> [Your task] From the line containing "Point to the rocky" through the last line of the data, return those lines exactly as written and nothing more.

> [Given data]

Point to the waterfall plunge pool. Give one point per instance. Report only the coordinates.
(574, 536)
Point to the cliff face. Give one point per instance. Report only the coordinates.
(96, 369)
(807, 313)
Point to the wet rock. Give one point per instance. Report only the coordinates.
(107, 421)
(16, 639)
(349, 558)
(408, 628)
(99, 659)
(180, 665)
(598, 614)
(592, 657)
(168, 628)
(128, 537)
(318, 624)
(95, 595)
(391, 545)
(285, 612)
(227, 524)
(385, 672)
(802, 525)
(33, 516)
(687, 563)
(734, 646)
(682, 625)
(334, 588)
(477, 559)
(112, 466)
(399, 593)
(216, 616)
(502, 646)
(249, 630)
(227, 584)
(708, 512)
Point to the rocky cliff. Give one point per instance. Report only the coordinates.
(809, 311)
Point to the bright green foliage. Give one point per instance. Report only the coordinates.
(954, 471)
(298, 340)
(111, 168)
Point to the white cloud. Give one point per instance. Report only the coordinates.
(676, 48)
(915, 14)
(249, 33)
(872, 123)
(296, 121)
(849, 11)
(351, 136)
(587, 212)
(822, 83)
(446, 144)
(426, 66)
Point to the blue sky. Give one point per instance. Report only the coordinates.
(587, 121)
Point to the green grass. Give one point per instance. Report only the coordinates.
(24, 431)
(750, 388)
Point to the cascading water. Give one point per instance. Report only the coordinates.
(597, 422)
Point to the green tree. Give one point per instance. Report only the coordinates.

> [Solution below]
Point to the rocky cliff. Give one point per instance. Report only the coordinates.
(809, 311)
Point to the bright green foliage. Give one point per instance. Report only the coordinates.
(954, 471)
(298, 340)
(111, 168)
Point to the white cloud. Give one point per instance. Report only the coordinates.
(676, 48)
(915, 14)
(249, 33)
(872, 123)
(296, 121)
(849, 11)
(351, 136)
(587, 212)
(822, 83)
(446, 144)
(426, 66)
Point to the blue sky. Give one point per instance. Report only the coordinates.
(587, 121)
Point to the green grass. Give one point per instance. Report only the coordinates.
(24, 431)
(750, 388)
Point to the cascading water. Give one point per instance. Report only the coordinates.
(597, 422)
Point to the green tree. Give one point per instance. Report only the coordinates.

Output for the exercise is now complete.